■ **Job**: Turn the items below into a JSON list of strings, one string per line with blank lines left out, starting with the line that contains "I'd really appreciate it if you could detect the wall" and going on through the line that contains "693, 623, 763, 756".
-------------------------
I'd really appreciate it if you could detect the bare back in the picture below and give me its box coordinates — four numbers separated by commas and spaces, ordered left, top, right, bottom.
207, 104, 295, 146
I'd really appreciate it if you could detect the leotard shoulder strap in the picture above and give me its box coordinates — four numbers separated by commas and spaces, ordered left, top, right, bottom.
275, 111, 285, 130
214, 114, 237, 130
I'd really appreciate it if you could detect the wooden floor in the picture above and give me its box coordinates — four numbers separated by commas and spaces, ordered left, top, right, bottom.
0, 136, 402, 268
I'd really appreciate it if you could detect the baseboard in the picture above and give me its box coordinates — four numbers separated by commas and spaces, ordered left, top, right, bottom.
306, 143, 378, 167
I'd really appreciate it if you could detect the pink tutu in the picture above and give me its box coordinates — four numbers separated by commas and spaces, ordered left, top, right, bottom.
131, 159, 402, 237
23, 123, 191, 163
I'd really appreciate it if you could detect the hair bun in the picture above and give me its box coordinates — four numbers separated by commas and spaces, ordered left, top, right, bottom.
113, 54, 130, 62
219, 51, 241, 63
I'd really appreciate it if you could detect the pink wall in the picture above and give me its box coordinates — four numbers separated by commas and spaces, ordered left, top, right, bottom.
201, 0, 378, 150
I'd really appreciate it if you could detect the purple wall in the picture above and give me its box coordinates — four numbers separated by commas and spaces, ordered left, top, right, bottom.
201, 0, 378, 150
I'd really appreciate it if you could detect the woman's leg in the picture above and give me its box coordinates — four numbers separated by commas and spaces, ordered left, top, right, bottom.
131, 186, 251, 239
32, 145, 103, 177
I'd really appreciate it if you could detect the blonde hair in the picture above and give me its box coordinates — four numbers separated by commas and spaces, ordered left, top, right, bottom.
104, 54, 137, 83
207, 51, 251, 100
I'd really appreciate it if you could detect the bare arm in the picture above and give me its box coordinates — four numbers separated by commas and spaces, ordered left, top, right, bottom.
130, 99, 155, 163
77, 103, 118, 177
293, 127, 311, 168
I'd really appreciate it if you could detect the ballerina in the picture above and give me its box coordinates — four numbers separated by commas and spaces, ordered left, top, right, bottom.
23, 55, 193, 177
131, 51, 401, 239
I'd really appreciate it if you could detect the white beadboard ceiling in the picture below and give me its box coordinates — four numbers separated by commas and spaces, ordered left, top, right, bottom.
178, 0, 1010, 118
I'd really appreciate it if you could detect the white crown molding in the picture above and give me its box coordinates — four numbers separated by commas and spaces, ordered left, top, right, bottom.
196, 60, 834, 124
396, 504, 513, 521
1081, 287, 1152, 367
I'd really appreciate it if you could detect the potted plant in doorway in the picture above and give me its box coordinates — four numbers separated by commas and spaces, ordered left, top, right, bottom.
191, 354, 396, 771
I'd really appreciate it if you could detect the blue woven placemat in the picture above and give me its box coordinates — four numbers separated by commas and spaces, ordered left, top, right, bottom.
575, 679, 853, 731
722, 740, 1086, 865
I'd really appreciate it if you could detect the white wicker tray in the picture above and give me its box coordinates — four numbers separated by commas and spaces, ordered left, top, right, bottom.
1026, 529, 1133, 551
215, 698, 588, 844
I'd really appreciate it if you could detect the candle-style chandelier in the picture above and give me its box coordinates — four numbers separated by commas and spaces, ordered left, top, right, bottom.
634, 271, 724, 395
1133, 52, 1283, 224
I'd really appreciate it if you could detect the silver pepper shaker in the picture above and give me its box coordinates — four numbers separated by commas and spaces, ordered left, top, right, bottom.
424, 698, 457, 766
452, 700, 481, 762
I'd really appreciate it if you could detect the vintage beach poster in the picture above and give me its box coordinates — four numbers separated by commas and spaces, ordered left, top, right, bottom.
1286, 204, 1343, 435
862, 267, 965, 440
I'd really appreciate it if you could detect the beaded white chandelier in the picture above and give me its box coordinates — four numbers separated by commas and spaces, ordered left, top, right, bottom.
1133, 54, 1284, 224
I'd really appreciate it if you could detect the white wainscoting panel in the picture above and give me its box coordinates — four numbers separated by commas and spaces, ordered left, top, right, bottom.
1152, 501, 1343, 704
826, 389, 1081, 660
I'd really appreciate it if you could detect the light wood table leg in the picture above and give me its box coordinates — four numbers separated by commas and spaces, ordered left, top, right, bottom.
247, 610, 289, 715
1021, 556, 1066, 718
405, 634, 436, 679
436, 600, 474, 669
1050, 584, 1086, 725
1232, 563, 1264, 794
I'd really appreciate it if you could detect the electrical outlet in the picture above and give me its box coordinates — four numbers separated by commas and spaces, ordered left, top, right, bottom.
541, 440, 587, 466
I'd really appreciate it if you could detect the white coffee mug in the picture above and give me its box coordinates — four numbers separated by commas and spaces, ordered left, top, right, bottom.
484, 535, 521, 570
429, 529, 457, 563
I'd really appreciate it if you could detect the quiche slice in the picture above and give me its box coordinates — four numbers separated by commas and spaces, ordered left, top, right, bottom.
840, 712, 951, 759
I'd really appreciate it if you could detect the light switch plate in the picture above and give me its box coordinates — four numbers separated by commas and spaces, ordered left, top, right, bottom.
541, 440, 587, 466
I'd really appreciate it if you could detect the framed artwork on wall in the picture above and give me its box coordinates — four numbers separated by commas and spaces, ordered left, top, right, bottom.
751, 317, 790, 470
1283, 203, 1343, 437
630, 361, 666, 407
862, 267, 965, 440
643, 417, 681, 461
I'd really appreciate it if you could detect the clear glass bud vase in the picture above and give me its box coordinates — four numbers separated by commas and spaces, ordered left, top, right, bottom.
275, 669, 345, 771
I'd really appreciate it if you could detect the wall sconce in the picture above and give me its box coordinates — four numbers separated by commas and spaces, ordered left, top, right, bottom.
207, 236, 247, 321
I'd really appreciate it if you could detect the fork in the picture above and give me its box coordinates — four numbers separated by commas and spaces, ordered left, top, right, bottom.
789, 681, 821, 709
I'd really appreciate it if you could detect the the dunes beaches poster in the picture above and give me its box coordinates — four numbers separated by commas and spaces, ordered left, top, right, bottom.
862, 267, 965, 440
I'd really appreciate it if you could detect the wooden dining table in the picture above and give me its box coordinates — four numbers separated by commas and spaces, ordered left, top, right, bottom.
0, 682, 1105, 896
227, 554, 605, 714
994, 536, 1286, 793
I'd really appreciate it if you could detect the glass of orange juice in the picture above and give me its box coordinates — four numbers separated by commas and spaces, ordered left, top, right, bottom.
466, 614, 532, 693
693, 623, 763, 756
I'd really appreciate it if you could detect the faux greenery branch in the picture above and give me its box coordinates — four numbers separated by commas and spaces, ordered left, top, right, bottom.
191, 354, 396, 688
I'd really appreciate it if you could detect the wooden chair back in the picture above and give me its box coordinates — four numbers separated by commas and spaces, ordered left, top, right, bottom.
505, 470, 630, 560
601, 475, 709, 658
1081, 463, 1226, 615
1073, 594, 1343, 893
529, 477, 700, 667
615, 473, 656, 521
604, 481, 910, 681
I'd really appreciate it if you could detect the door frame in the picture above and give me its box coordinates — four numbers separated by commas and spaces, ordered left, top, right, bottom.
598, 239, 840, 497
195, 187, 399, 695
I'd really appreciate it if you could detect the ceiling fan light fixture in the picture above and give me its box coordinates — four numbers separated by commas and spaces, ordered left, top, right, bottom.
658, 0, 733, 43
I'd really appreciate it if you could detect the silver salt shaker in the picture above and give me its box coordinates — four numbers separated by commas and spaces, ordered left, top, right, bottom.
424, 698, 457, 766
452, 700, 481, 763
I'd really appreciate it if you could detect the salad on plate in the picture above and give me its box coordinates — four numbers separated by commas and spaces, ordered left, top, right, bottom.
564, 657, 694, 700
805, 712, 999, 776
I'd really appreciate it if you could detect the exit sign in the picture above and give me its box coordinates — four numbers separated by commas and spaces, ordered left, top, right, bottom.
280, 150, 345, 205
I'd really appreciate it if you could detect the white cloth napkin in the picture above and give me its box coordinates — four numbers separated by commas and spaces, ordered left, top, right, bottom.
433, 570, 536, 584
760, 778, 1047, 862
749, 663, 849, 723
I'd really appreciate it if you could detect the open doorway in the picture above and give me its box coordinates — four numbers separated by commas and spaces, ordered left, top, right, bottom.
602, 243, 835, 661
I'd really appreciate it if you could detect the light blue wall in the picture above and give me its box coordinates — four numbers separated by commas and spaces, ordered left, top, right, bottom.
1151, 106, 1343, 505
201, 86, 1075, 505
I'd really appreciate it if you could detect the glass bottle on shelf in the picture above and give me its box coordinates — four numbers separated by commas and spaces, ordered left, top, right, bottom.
-------------------------
■ **Output below**:
[
  "I'd really appreciate it if you could detect the wall sconce in the picture above and give me its box coordinates — four numbers separated by commas and spaces, ordered left, top, right, bottom.",
  "207, 236, 247, 321",
  "I'd really appreciate it if you could detect the fork in the picture above and give me its box coordinates — four numbers separated by commas and spaces, ordered left, top, right, bottom.",
  "789, 681, 821, 709",
  "I'd really appreciate it if you could detect the the dunes beaches poster in the picture above and give me its box coordinates — four numbers separated by commas and spaces, ordered left, top, right, bottom.",
  "862, 267, 965, 440",
  "I'd really appreciate it if you could detect the wooden dining table in the picture above and give me its box coordinates — four numbers separated by commas and spaces, ordered left, top, right, bottom.",
  "0, 682, 1105, 896",
  "227, 554, 605, 714",
  "994, 536, 1286, 793",
  "I'd really appreciate it if you could detect the glass of orange juice in the picture above and give me its box coordinates — four numbers separated by commas and spaces, ordered left, top, right, bottom.",
  "466, 614, 532, 693",
  "693, 623, 763, 756"
]